**Verilen Metin**.
=-=-=-=-=
1 Mayıs'ta Dünya seyahati hayaliyle İstanbul'dan çıkarak başladığımız yeni hayatımıza verdiğiniz desteğe teşekkür etmek için sizlere yazmak istedim. Yaptığınız röportaj sayesinde birçok yeni denizci ile tanıştık, çoğaldık ve pek mutlu olduk.
Biz yaklaşık 15 yıldır bu hayalin peşinde koşuyoruz. Genelde lokomotif Sencer. Ben hayli arkadan izliyorum ama son zamanlarda bendeki gitme isteği de o kadar ağır bastı ki sanki rolleri değiştik biraz. Son iki yıldır yaşananlar, en çok nefes alabildiğim yeri teknemiz SAL yaptı. Aslında son yirmi yıldır yaşananlar demek lazım ama bu iki yıl artık bardak taştı. Bence bir insanın en güzel yaşları olan ellili yaşlara ulaşmış olma lüksü de özgürleştirdi bizi aslında. Çocuklar yeterince büyüdü, zamanında ömürlük de çalıştık, yetti gari..
Şu anda da Kefalonya'ya geldik. Mora'yı hızlı geçtik ama tavsiyeler üzerine çok doğru noktaları bulduğumuzu düşünüyorum. Böyle elden ele tavsiye çok iyi oluyor. Öyle iyi öneriler geldi ki biz kendi başımıza olsak buraları seçmeyebilirdik mesela. Denizcilerin birbirini gözetmelerine bayılıyorum, bu yaşama geçtikten sonra en çok keyif aldıklarımdan..
1 Mayıs'tan bu tarihe yaklaşık iki ayda ancak burada olmamız, genelde gezginlerin başına gelen Yunanistan kıyılarının muhteşemliği karşısında büyülenip, Dünya’yı gezmekten vazgeçerek birkaç yıl burada takılalım demekten değil inanın. Evet burası Seireneler ile dolu, zevk-i sefa içerisinde ada ada aylarca dolaşmak çok çekici. Zaten şimdiki manifestom da o: "altmışlı yaşlarda da yılın yarısında buralarda olmak. "
=-=-=-=-=
Nesne göstermeye dair veri kümesi kesitleri
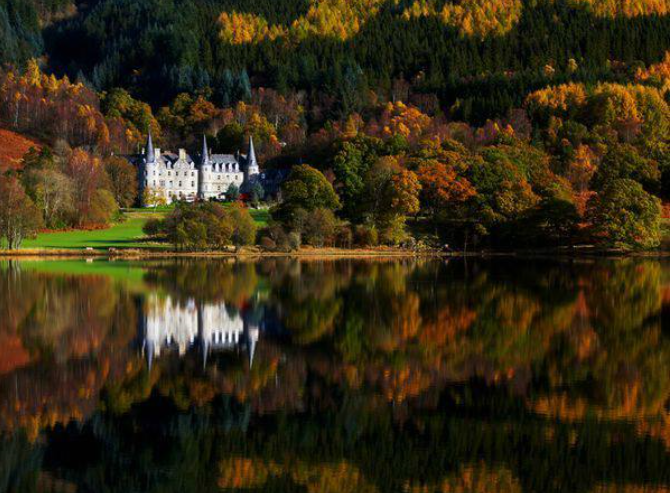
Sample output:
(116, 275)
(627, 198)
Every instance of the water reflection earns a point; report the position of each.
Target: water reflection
(407, 375)
(168, 324)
=-=-=-=-=
**Yapılacak İş**.
Tekneyle dünya seyahati metninden "Biz yaklaşık 15" sözlerinden başlayıp aşağıya doğru "çalıştık, yetti gari.." sözlerine kadar uzanan bölümün tamamını aynen yazın.

**Eksiksiz Yanıt**.
Biz yaklaşık 15 yıldır bu hayalin peşinde koşuyoruz. Genelde lokomotif Sencer. Ben hayli arkadan izliyorum ama son zamanlarda bendeki gitme isteği de o kadar ağır bastı ki sanki rolleri değiştik biraz. Son iki yıldır yaşananlar, en çok nefes alabildiğim yeri teknemiz SAL yaptı. Aslında son yirmi yıldır yaşananlar demek lazım ama bu iki yıl artık bardak taştı. Bence bir insanın en güzel yaşları olan ellili yaşlara ulaşmış olma lüksü de özgürleştirdi bizi aslında. Çocuklar yeterince büyüdü, zamanında ömürlük de çalıştık, yetti gari..